• **Description of the task**
Convert the entire listing below into a JSON list of strings, one string per line, skipping blank lines and leaving out the pictures.

(Data items)
----
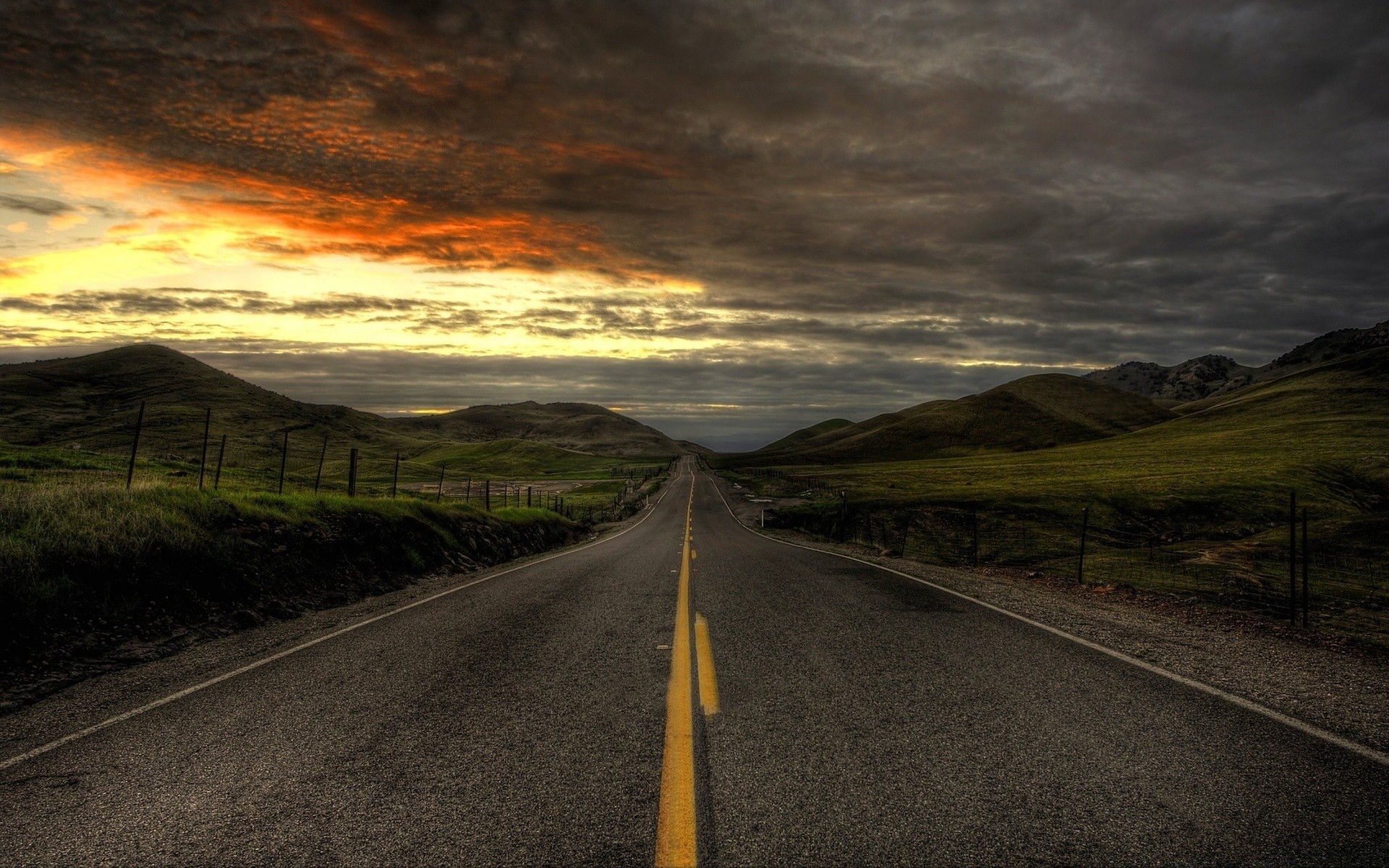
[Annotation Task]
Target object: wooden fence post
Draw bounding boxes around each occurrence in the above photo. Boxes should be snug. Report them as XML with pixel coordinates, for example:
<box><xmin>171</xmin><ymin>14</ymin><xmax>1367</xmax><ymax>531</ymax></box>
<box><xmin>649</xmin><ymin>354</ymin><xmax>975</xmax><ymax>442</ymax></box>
<box><xmin>125</xmin><ymin>401</ymin><xmax>145</xmax><ymax>490</ymax></box>
<box><xmin>197</xmin><ymin>407</ymin><xmax>213</xmax><ymax>492</ymax></box>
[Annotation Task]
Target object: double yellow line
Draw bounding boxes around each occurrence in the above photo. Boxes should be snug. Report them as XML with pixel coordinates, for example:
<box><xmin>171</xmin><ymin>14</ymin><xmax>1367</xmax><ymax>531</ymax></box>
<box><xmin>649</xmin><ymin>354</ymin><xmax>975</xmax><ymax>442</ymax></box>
<box><xmin>655</xmin><ymin>474</ymin><xmax>718</xmax><ymax>868</ymax></box>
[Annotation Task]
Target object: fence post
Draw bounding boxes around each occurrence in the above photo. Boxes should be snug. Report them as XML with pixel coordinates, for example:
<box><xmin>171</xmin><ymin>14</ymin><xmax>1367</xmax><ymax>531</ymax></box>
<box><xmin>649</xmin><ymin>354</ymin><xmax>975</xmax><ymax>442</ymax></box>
<box><xmin>1075</xmin><ymin>507</ymin><xmax>1090</xmax><ymax>584</ymax></box>
<box><xmin>969</xmin><ymin>503</ymin><xmax>980</xmax><ymax>566</ymax></box>
<box><xmin>275</xmin><ymin>430</ymin><xmax>289</xmax><ymax>495</ymax></box>
<box><xmin>1303</xmin><ymin>507</ymin><xmax>1311</xmax><ymax>626</ymax></box>
<box><xmin>197</xmin><ymin>407</ymin><xmax>213</xmax><ymax>492</ymax></box>
<box><xmin>213</xmin><ymin>435</ymin><xmax>226</xmax><ymax>489</ymax></box>
<box><xmin>314</xmin><ymin>435</ymin><xmax>328</xmax><ymax>495</ymax></box>
<box><xmin>1288</xmin><ymin>490</ymin><xmax>1297</xmax><ymax>626</ymax></box>
<box><xmin>125</xmin><ymin>401</ymin><xmax>145</xmax><ymax>490</ymax></box>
----
• **Task response**
[
  "[Annotation Task]",
  "Target object: wooden fence post",
  "Draw bounding boxes around each occurrence in the above photo. Boxes should be snug. Report them as XML with pixel coordinates, for example:",
  "<box><xmin>171</xmin><ymin>14</ymin><xmax>1367</xmax><ymax>531</ymax></box>",
  "<box><xmin>649</xmin><ymin>354</ymin><xmax>975</xmax><ymax>442</ymax></box>",
  "<box><xmin>125</xmin><ymin>401</ymin><xmax>145</xmax><ymax>490</ymax></box>",
  "<box><xmin>197</xmin><ymin>407</ymin><xmax>213</xmax><ymax>492</ymax></box>",
  "[Annotation Task]",
  "Target object: double yellow line",
  "Draw bounding boxes around each occurrence in the above photo. Boxes should be snug. Report them as XML with pixel coordinates, for example:",
  "<box><xmin>171</xmin><ymin>14</ymin><xmax>1367</xmax><ymax>531</ymax></box>",
  "<box><xmin>649</xmin><ymin>354</ymin><xmax>975</xmax><ymax>442</ymax></box>",
  "<box><xmin>655</xmin><ymin>474</ymin><xmax>718</xmax><ymax>868</ymax></box>",
  "[Annotation Task]",
  "Target object: fence post",
  "Draw bounding boxes around each occurrence in the above photo. Boxes should be snug. Report them as XML with pixel coordinates, for example:",
  "<box><xmin>171</xmin><ymin>14</ymin><xmax>1367</xmax><ymax>531</ymax></box>",
  "<box><xmin>649</xmin><ymin>354</ymin><xmax>975</xmax><ymax>442</ymax></box>",
  "<box><xmin>1075</xmin><ymin>507</ymin><xmax>1090</xmax><ymax>584</ymax></box>",
  "<box><xmin>969</xmin><ymin>503</ymin><xmax>980</xmax><ymax>566</ymax></box>",
  "<box><xmin>275</xmin><ymin>430</ymin><xmax>289</xmax><ymax>495</ymax></box>",
  "<box><xmin>1303</xmin><ymin>507</ymin><xmax>1311</xmax><ymax>626</ymax></box>",
  "<box><xmin>197</xmin><ymin>407</ymin><xmax>213</xmax><ymax>492</ymax></box>",
  "<box><xmin>213</xmin><ymin>435</ymin><xmax>226</xmax><ymax>489</ymax></box>",
  "<box><xmin>314</xmin><ymin>435</ymin><xmax>328</xmax><ymax>495</ymax></box>",
  "<box><xmin>1288</xmin><ymin>490</ymin><xmax>1297</xmax><ymax>626</ymax></box>",
  "<box><xmin>125</xmin><ymin>401</ymin><xmax>145</xmax><ymax>490</ymax></box>"
]